TASK REQUIREMENTS ::
Drop the pictures, then extract the listing word for word.

[Entries from a point annotation set]
--------------------
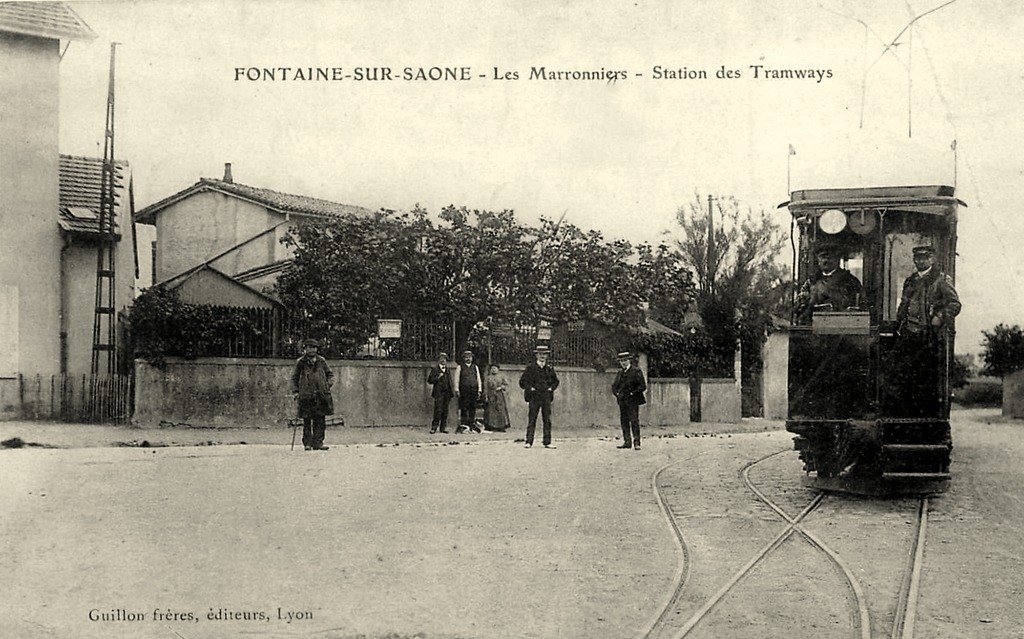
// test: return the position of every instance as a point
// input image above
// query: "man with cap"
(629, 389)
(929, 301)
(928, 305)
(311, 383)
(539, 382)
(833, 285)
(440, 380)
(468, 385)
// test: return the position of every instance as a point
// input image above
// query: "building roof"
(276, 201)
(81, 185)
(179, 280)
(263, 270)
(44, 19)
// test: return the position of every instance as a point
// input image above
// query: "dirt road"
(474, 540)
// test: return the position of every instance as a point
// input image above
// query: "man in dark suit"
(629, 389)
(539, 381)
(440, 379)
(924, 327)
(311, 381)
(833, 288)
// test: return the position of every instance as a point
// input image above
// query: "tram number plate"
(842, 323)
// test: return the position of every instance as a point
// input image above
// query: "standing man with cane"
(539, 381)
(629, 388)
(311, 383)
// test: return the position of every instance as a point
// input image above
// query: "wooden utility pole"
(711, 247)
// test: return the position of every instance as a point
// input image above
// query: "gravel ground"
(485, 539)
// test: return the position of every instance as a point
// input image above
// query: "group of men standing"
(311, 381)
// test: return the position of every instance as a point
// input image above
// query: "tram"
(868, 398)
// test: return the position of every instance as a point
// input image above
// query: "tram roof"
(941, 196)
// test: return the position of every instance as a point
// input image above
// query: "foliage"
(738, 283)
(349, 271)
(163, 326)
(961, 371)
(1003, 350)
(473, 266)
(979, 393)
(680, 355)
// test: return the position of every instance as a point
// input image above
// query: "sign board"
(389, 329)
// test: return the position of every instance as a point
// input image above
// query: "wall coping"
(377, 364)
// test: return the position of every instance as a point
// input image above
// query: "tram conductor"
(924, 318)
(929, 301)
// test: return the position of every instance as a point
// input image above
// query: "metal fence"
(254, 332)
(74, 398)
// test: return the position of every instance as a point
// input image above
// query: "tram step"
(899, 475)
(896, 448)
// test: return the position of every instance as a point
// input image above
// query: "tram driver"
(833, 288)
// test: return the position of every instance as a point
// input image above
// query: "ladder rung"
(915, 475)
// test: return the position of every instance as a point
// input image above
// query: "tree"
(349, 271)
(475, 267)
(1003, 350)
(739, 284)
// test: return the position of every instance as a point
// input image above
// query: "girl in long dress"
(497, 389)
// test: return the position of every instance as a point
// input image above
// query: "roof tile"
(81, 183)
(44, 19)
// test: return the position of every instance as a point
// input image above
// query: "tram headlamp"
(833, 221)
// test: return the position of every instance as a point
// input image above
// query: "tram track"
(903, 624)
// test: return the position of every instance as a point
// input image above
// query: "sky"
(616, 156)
--------------------
THE COMPLETED TASK ::
// test: return the position of every instance as a point
// input image above
// query: "man with cap"
(629, 389)
(929, 301)
(928, 305)
(311, 383)
(539, 382)
(833, 285)
(440, 380)
(468, 385)
// test: return the position of every instance as a point
// input image above
// query: "building roof"
(276, 201)
(81, 185)
(179, 280)
(263, 270)
(44, 19)
// test: return the position of every instance as a point
// input image above
// query: "dirt road"
(474, 540)
// test: return the position of every instance as a point
// input image above
// query: "man in dark suit"
(629, 389)
(539, 381)
(440, 379)
(924, 327)
(311, 381)
(833, 288)
// test: return the position of every instance as a point
// input image above
// query: "tram number plate"
(842, 323)
// test: return the position of every instance as a point
// input image above
// query: "standing man with cane"
(539, 381)
(629, 388)
(311, 383)
// test: return the position of every instance as a point
// input image above
// query: "wooden utility pole"
(711, 247)
// test: return the position of every instance as a point
// input image above
// query: "gravel ground"
(485, 539)
// test: return the position of every instance as a point
// input image above
// query: "group of men standing"
(311, 381)
// test: return the position of every instance as a point
// input image above
// query: "tram"
(868, 398)
// test: return the position of every instance as a point
// input image above
// query: "tram roof"
(941, 196)
// test: return the position of every instance as a point
// input image above
// query: "foliage"
(738, 283)
(349, 271)
(163, 326)
(961, 371)
(1003, 350)
(473, 266)
(979, 393)
(680, 355)
// test: return the position of every instance as a point
// input image above
// query: "sign board"
(389, 329)
// test: return the position of every instance as a point
// input image above
// query: "wall coping"
(377, 364)
// test: return the position of every instance as a point
// input image above
// query: "tram conductor"
(924, 318)
(929, 301)
// test: return the position of every instance as a point
// input image above
// query: "metal fence"
(254, 332)
(74, 398)
// test: return the position of every instance as a point
// input image above
// query: "tram step"
(899, 475)
(896, 448)
// test: return the position of every instance as a point
// input image above
// query: "tram driver"
(833, 288)
// test: return the position of every instance as a point
// input image above
// query: "ladder rung"
(915, 475)
// test: return the position of every instance as a point
// input image above
// query: "tree"
(349, 271)
(475, 267)
(1003, 350)
(739, 284)
// test: return the position of every instance as a point
// input image above
// query: "girl in long dress"
(497, 389)
// test: return the position of every instance as a point
// input image above
// query: "roof tile"
(81, 183)
(44, 19)
// test: return the position of every instance as a point
// input image above
// query: "tram headlamp"
(833, 221)
// test: return the position of every instance as a point
// input image above
// query: "tram track"
(903, 624)
// test: return the position of every instance as a point
// input image above
// query: "sky"
(616, 156)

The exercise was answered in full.